:: Text provided

My love for Schubert is a very serious one, probably just because it is not a fleeting fancy. Where is genius like his, which soars aloft so boldly and surely, where we then see the first few enthroned? To me he is like a child of the gods, who plays with Jupiter's thunder, albeit also occasionally handling it oddly. But he plays in such a region, at such a height, to which the others are far short of raising themselves...
by Johannes Brahms

The composer Brahms was a great fan of Schubert, promoting his works, helping with the editing of the Schubert Complete Works for his birth centenary, and collecting Schubert manuscripts. From a letter from Brahms to Schubring, in June 1863.

Perhaps a more overrated man than this Schubert never existed. He has certainly written a few good songs. But what then? Has not every composer who ever composed written a few good songs? And out of the thousand and one with which Schubert deluged the musical world it would indeed be hard if some half-dozen were not tolerable. And when that is said, all is said that can justly be said about Schubert.
by James William Davison

Davison, on the other hand, was clearly not a fan! From an article in Musical World, June 13th 1844. At that time many of what we now think of as Schubert's finest instrumental works had still not yet been published.

Good God, it makes one's blood boil to think of so fine and rare a genius, one of the ten or twelve topmost men in the world, in want of even the common necessaries of life. Failure, disappointment, depreciation, and suchlike shocks and wounds of the heart and soul, these are the necessary accompaniments of a fine intellect and a sensitive heart; but to want the ordinary comforts and amenities of life, to want bread, it is too dreadful to think of.
by Sir George Grove

Grove, editor of the famous dictionary that still bears his name, was a great Schubert fan, and this undoubtedly clouded his judgement from time to time. His biography of Schubert in the first edition of his Dictionary of Music and Musicians shows that he believed in most of the 'old wives tales' about Schubert, and even invented his own, especially with his argument for a 'lost' symphony from Gstein/Gmunden from 1825, which scholarship from the first SIUK chairman, John Reed, finally showed was actually the Symphony #9 in C major ('Great'), D944. From Groves' appendix to the English translation of Kreissle von Hellborn's biography by Coleridge.

...le musicien le plus poëte qui fut jamais.
 (...the most poetic musician that ever lived).
by Franz Liszt

The composer Liszt was another composer who promoted Schubert, especially with his transcriptions of Schubert songs to piano solos and his willingness to stage the first performance of Schubert's Alfonso und Estrella. This quote comes from a long letter from Liszt printed in the French journal Revue et Gazette Musicale de Paris, 2nd September 1838.

Schubert's musical brain is a wonder of improbability, even more so than the invertebrate's eye.
by Richard Dawkins

A remark from his book The God Delusion by the eminent evolutionary biologist.

One rubs one's eyes. Compared with Schubert's pen, Aladdin's lamp seems a poor affair.

::::
:: Source material

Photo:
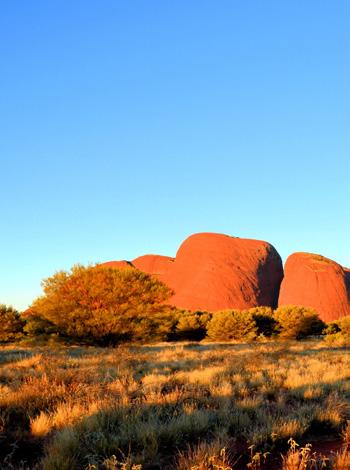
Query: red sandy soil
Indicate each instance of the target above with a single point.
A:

::::

Work instructions:
Answer these questions from the Schubert quotations:
1. In which publication did Davison's article appear, and on what date?
2. According to John Reed's scholarship, which work was Grove's supposed "lost" symphony?
3. In which French journal was Liszt's letter printed?
The data are separate material and have no connection to the Schubert quotations.

Solution to this exercise:
1. Musical World, June 13th 1844.
2. The Symphony #9 in C major ('Great'), D944.
3. Revue et Gazette Musicale de Paris.